Data for processing:
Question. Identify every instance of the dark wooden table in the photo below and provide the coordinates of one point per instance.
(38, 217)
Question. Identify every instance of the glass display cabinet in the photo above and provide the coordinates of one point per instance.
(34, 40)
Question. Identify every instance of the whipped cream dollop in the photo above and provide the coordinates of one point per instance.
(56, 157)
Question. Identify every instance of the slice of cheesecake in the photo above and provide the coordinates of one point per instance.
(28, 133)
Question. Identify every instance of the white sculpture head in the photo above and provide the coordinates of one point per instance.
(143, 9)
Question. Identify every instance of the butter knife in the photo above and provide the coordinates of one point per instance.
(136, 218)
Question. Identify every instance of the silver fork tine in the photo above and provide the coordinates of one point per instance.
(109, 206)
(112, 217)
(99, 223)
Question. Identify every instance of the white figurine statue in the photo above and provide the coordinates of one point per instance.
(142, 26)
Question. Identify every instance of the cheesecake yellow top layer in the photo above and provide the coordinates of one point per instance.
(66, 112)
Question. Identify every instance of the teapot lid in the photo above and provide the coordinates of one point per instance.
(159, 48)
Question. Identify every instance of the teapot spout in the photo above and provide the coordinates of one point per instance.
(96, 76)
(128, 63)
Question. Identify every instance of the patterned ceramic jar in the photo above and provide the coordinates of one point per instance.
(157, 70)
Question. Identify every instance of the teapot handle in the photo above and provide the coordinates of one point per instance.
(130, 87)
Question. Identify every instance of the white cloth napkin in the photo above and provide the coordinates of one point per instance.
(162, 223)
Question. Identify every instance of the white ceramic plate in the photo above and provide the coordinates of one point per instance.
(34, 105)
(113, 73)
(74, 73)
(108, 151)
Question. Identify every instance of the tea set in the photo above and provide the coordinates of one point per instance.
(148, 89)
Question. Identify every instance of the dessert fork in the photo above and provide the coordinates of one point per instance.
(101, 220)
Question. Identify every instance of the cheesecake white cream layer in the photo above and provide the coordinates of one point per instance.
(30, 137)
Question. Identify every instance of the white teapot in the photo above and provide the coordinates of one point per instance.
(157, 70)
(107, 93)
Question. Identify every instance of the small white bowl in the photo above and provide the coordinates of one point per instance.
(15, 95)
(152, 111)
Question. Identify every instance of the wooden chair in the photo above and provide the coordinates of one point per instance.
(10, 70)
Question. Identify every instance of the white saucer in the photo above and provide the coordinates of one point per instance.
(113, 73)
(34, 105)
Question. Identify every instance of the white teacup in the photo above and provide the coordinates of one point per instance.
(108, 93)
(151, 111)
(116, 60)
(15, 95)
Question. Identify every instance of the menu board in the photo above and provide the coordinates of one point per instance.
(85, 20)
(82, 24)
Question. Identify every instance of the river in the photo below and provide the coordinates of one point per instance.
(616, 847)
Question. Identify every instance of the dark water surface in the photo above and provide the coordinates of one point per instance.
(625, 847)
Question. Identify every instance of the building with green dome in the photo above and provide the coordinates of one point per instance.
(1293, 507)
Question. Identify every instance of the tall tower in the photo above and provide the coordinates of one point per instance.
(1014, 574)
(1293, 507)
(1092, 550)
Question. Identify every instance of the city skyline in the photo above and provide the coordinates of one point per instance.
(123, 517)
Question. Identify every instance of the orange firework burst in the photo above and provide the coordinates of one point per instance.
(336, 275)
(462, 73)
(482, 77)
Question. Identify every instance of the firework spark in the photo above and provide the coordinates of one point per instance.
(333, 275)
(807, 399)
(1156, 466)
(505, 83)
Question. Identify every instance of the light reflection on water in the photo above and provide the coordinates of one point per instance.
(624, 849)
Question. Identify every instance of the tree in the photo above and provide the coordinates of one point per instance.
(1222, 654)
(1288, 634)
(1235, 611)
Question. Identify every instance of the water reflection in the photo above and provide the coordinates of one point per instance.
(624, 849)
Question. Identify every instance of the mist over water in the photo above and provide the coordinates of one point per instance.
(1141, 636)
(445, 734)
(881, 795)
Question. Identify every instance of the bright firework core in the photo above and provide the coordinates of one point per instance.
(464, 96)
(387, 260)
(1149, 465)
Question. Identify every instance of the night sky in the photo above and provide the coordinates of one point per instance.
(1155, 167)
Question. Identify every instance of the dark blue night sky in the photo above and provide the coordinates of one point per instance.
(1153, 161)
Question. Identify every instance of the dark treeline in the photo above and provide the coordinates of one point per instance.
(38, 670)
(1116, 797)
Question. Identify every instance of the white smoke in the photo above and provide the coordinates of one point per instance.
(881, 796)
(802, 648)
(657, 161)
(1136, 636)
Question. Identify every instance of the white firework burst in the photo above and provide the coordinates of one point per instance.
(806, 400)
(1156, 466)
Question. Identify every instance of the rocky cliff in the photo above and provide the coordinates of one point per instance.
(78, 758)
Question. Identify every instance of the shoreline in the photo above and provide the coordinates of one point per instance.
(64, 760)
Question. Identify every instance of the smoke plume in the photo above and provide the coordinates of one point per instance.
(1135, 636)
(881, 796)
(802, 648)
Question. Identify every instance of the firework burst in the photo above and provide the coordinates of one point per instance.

Task directions: Please rewrite all of the material above as a numbered list, leaving out any blank lines.

Output of the exercise:
1. Question. Identify every instance of the dark wooden table in the photo below and provide the coordinates of one point per instance.
2. (38, 217)
3. Question. Identify every instance of the glass display cabinet in the photo above and provide the coordinates of one point per instance.
4. (34, 40)
5. Question. Identify every instance of the whipped cream dollop in the photo above and provide the coordinates of one point per instance.
6. (56, 157)
7. Question. Identify every instance of the slice of cheesecake in the photo above and provide the coordinates of one point per instance.
8. (28, 133)
9. Question. Identify every instance of the white sculpture head in the photo above and provide the coordinates of one point per instance.
10. (143, 9)
11. Question. Identify every instance of the butter knife in the photo above and provide the coordinates of one point per instance.
12. (136, 218)
13. Question. Identify every instance of the silver fork tine in the photo above and provide the coordinates of one point per instance.
14. (109, 206)
15. (112, 217)
16. (99, 223)
17. Question. Identify every instance of the white figurine statue in the photo above and provide the coordinates of one point per instance.
18. (142, 26)
19. Question. Identify every instance of the cheesecake yellow top layer in the photo above and provide the coordinates of one point per instance.
20. (66, 112)
21. Question. Identify every instance of the teapot lid in the photo above and provide the coordinates of one point per instance.
22. (159, 48)
23. Question. Identify every instance of the teapot spout in the photo above and provide the coordinates of one point per instance.
24. (96, 76)
25. (128, 63)
26. Question. Identify every instance of the patterned ceramic jar in the photo above and provide the coordinates of one point per instance.
27. (157, 70)
28. Question. Identify every instance of the teapot handle in the photo above and provide the coordinates of one point per instance.
29. (130, 87)
30. Question. Identify every instance of the white cloth napkin in the photo above and provide the coordinates of one point per instance.
31. (162, 223)
32. Question. Identify every instance of the white ceramic plate in the photo above and provide the coordinates of one point per instance.
33. (34, 105)
34. (113, 73)
35. (74, 73)
36. (108, 151)
37. Question. Identify every instance of the tea set in the photo above and provide the coordinates of one point per instance.
38. (148, 89)
39. Question. Identify every instance of the dessert fork in the photo above and provide the coordinates of one point per instance.
40. (101, 220)
41. Question. Identify every instance of the cheesecake white cream layer in the photo above and provide the coordinates of one point per instance.
42. (30, 137)
43. Question. Identify every instance of the white teapot in the photo above and provide the coordinates of one point per instance.
44. (157, 70)
45. (107, 93)
46. Question. Identify every instance of the small white bowl in the photo above and provide the coordinates of one point per instance.
47. (15, 95)
48. (152, 111)
49. Question. Identify every instance of the wooden chair in the photo above and provide the coordinates of one point per instance.
50. (10, 70)
51. Question. Identify every instance of the white saucer in the photo above and provide the coordinates of one point per instance.
52. (113, 73)
53. (34, 105)
54. Question. Identify every instance of the white teacup in the photo above and provide the coordinates of one point per instance.
55. (108, 93)
56. (151, 111)
57. (116, 60)
58. (15, 95)
59. Question. Identify every instance of the menu board in the photo above and provide the coordinates of one point per instance.
60. (85, 20)
61. (82, 24)
62. Question. Identify every instance of the river in the photo below and provide the coordinates of one point per instance.
63. (616, 847)
64. Question. Identify every instance of the dark water surface in the photo above and provide the coordinates of one point per instance.
65. (625, 847)
66. Question. Identify every instance of the building with green dome in the photo above and provide the coordinates of one point per instance.
67. (1293, 507)
68. Question. Identify every instance of the tall tower in the photo above and provide the coordinates of one point per instance.
69. (1014, 574)
70. (1293, 507)
71. (1092, 550)
72. Question. Identify every instance of the city skyline in the photo above and provide the coordinates of one point per instance.
73. (123, 517)
74. Question. Identify every instance of the orange firework burst in the photo above and provide the coordinates of one point per instance.
75. (336, 275)
76. (462, 73)
77. (482, 77)
78. Question. Identify every instance of the firework spark in the photo above and provide the coordinates of one point per instance.
79. (333, 275)
80. (807, 399)
81. (1156, 466)
82. (505, 83)
83. Question. Identify every instance of the light reflection on water in the photo above and provide the coordinates of one point per instance.
84. (624, 849)
85. Question. Identify every instance of the tree in the photo above and provide the coordinates of one point per instance.
86. (1222, 654)
87. (1288, 634)
88. (1235, 611)
89. Question. Identify every instance of the water reflection in the photo above and provide the coordinates of one point per instance.
90. (624, 849)
91. Question. Identify every instance of the mist over water in the photo above and provide the coordinates of one point per instance.
92. (1141, 636)
93. (445, 734)
94. (881, 795)
95. Question. Identify every instance of the bright firework core in the photo above and provide the coordinates of one point per instance.
96. (464, 96)
97. (387, 260)
98. (1149, 465)
99. Question. Identify every instance of the night sky in the photo above and provide the coordinates of one point per instance.
100. (1155, 167)
101. Question. Identify every instance of the dark blue night sky in the photo above and provide the coordinates of one point per instance.
102. (1153, 161)
103. Question. Identify every instance of the dark treeline in the photo above and provide the coordinates of one point per instance.
104. (38, 670)
105. (1116, 797)
106. Question. Identify every instance of the white smoke in the photo above and provide the coordinates of one point per instance.
107. (881, 796)
108. (802, 648)
109. (657, 161)
110. (1136, 636)
111. Question. Identify every instance of the white firework burst in the photo above and provide the coordinates of one point per instance.
112. (806, 400)
113. (1156, 466)
114. Question. Identify every instance of the rocky cliff in the photo above and provide the coordinates of one point per instance.
115. (78, 758)
116. Question. Identify every instance of the shoreline in the photo above and provide the coordinates of one point per instance.
117. (64, 760)
118. Question. Identify every instance of the smoke plume in the photo above and provide the coordinates of one point per instance.
119. (1135, 636)
120. (881, 796)
121. (802, 648)
122. Question. Identify every instance of the firework burst in the photo above and provide the coordinates of one point per instance.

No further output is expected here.